Instructions to follow:
Please render every line of the material below as a numbered list, omitting any blank lines.

Information given:
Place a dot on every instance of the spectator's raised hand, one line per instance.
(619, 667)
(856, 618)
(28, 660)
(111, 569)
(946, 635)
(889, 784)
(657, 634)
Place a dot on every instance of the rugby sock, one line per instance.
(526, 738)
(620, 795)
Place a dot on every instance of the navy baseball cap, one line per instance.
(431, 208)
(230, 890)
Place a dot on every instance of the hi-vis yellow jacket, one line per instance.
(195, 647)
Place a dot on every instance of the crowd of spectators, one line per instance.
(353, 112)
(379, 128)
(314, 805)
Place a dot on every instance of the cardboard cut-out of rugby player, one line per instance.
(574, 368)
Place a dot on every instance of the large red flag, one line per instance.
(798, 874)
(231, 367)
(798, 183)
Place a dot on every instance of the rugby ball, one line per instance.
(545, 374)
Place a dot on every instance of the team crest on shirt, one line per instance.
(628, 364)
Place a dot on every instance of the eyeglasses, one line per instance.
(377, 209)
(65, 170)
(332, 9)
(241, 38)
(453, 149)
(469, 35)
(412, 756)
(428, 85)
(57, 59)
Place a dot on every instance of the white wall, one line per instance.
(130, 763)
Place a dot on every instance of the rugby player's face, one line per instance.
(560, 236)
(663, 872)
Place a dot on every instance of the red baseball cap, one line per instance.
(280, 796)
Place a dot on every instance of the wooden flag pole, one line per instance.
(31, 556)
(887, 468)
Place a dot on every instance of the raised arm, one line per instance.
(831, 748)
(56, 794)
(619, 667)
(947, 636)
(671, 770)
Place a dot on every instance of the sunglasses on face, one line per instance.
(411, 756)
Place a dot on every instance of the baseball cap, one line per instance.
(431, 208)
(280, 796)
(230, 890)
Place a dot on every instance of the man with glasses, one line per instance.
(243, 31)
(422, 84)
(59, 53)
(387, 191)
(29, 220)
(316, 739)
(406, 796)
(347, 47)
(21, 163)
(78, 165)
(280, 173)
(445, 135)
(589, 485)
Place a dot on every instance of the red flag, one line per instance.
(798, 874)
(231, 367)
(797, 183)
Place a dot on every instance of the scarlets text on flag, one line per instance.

Response to this exercise:
1. Place a dot on every instance of the spectator's raised hand, one line per instance.
2. (619, 667)
3. (856, 618)
4. (28, 660)
5. (111, 569)
6. (946, 635)
7. (889, 784)
8. (657, 634)
9. Place a dot on every instance of the rugby sock, one line per instance.
10. (526, 738)
11. (620, 795)
12. Place a dot on every instance of the navy baseball cap, one line per instance.
13. (431, 208)
14. (230, 890)
15. Place a dot on every instance of the hi-vis yellow jacket, one line per instance.
16. (195, 647)
17. Place a dot on every instance of the crowd of spectators, one line per instance.
18. (353, 112)
19. (379, 128)
20. (314, 805)
21. Place a dot on every instance of the cardboard cut-out of rugby player, one line per instance.
22. (574, 368)
23. Place a dot on every instance of the large red flag, one line per instance.
24. (798, 874)
25. (231, 367)
26. (798, 183)
27. Place a dot on every instance of the rugby ball, one line per instance.
28. (545, 374)
29. Place a dot on every instance of the team crest on shirt, one line per instance.
30. (628, 364)
31. Place a dot on every instance of the eyeglasses, one line per instance.
32. (377, 209)
33. (65, 170)
34. (332, 9)
35. (241, 38)
36. (453, 149)
37. (469, 35)
38. (412, 756)
39. (428, 85)
40. (57, 59)
41. Place a dot on every instance of the white wall, one line per instance.
42. (130, 763)
43. Place a dot on every instance of the rugby player's face, one line per instance.
44. (560, 236)
45. (663, 872)
46. Place a dot on every instance of the red baseball cap, one line per instance.
47. (280, 796)
48. Place a dot on every instance of the wooden flag pole, one line per instance.
49. (31, 556)
50. (887, 468)
51. Place a dot on every instance of the raised arm, one line per instance.
52. (831, 748)
53. (56, 794)
54. (619, 667)
55. (947, 636)
56. (671, 770)
57. Place a dot on every instance of the sunglasses on face, one line per instance.
58. (411, 756)
59. Place a dot on every instance of the baseball cap, one line per instance.
60. (431, 208)
61. (280, 796)
62. (230, 890)
63. Place a dot on every instance of the man with glasses, one line per instance.
64. (243, 31)
65. (422, 84)
66. (59, 53)
67. (387, 191)
68. (29, 220)
69. (316, 739)
70. (406, 796)
71. (347, 47)
72. (21, 163)
73. (78, 165)
74. (280, 173)
75. (445, 135)
76. (589, 485)
77. Place a dot on every instance of the red flag, one line per instance.
78. (798, 874)
79. (231, 367)
80. (797, 183)
81. Place a dot on every instance of the scarlets text on flag, one line per instance.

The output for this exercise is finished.